**SUPPLIED ENTRIES:**
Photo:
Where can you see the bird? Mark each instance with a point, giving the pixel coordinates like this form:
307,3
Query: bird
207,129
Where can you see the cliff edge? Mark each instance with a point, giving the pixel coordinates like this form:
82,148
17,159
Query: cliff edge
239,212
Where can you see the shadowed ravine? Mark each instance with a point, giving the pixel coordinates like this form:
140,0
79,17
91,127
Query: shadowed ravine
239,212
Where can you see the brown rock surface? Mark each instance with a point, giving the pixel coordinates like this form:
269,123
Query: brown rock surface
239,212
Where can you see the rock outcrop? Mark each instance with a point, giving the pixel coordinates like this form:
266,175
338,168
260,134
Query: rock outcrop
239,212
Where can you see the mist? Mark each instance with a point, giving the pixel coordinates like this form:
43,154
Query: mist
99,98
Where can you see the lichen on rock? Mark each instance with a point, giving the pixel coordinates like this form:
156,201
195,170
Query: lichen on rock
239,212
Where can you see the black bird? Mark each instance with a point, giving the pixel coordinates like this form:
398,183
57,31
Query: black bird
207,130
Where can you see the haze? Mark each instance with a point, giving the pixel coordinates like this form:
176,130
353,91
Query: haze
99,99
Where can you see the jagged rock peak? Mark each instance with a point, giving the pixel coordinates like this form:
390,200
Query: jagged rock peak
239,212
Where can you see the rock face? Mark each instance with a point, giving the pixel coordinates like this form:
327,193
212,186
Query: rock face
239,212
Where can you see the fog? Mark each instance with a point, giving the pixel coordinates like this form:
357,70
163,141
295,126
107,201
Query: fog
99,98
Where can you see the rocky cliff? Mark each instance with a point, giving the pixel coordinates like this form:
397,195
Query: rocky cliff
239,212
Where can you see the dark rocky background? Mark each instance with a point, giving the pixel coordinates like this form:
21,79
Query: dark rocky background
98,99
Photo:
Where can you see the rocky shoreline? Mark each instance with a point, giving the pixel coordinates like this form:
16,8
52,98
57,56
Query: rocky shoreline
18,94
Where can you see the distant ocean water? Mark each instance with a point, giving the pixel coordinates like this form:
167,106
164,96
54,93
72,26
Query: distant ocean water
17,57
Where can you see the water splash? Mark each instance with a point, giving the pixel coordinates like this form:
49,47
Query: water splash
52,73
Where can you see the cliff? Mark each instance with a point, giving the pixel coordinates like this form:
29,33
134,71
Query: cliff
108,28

**TASK STATEMENT:**
Each entry must appear in the reply exactly as written.

**RESPONSE AREA:**
Photo:
Where can you see the bird? Mark each instance with a point, giving the pixel coordinates like this form:
307,3
Query: bird
207,129
Where can you see the cliff edge? Mark each instance with a point, giving the pixel coordinates like this form:
82,148
17,159
Query: cliff edge
239,212
Where can you see the shadowed ravine? Mark each instance with a point, giving the pixel coordinates like this form:
140,0
79,17
91,127
Query: shadowed ravine
239,212
Where can you see the brown rock surface? Mark each instance with a point, giving the pixel coordinates like this form:
269,123
Query: brown rock surface
239,212
Where can you see the rock outcrop? Mark each instance with a point, giving the pixel coordinates like this form:
266,175
338,168
260,134
Query: rock outcrop
239,212
Where can you see the mist? Mark each instance with a point, giving the pixel coordinates like this form:
43,154
Query: mist
99,98
Where can you see the lichen on rock? Mark each instance with a point, giving the pixel coordinates like this form:
156,201
195,170
Query: lichen on rock
239,212
Where can you see the black bird? Mark each instance with a point, giving the pixel coordinates like this form:
398,183
57,31
Query: black bird
207,130
Where can you see the haze? Mark each instance with a point, giving the pixel coordinates like this form:
176,130
353,91
Query: haze
99,99
Where can you see the jagged rock peak? Mark each instance with a point, giving the pixel coordinates like this form:
390,200
Query: jagged rock peak
239,212
Where can you see the rock face? Mark each instance with a point, giving the pixel coordinates like this form:
327,193
212,186
Query: rock face
239,212
Where can you see the fog? Mark each instance with a point, giving the pixel coordinates like this form:
357,70
163,141
295,126
107,201
Query: fog
99,98
Where can you see the rocky cliff? Mark each instance with a point, giving the pixel coordinates like this form:
397,195
Query: rocky cliff
239,212
Where can you see the dark rocky background? Mark each instance with a point, giving the pixel coordinates like this form:
21,79
Query: dark rocky background
98,99
Photo:
Where can you see the rocky shoreline? Mark each instance with a point, giving the pixel coordinates like this form:
16,8
52,98
57,56
Query: rocky shoreline
18,94
Where can you see the distant ocean water? Mark each instance with a point, giving the pixel coordinates like this form:
167,106
164,96
54,93
72,26
Query: distant ocean water
17,57
Where can you see the water splash? Mark each instance with a point, giving the pixel coordinates like this form:
49,47
Query: water splash
52,73
Where can you see the cliff? Mark each instance with a point, giving the pixel coordinates like this form:
29,33
134,71
Query: cliff
108,28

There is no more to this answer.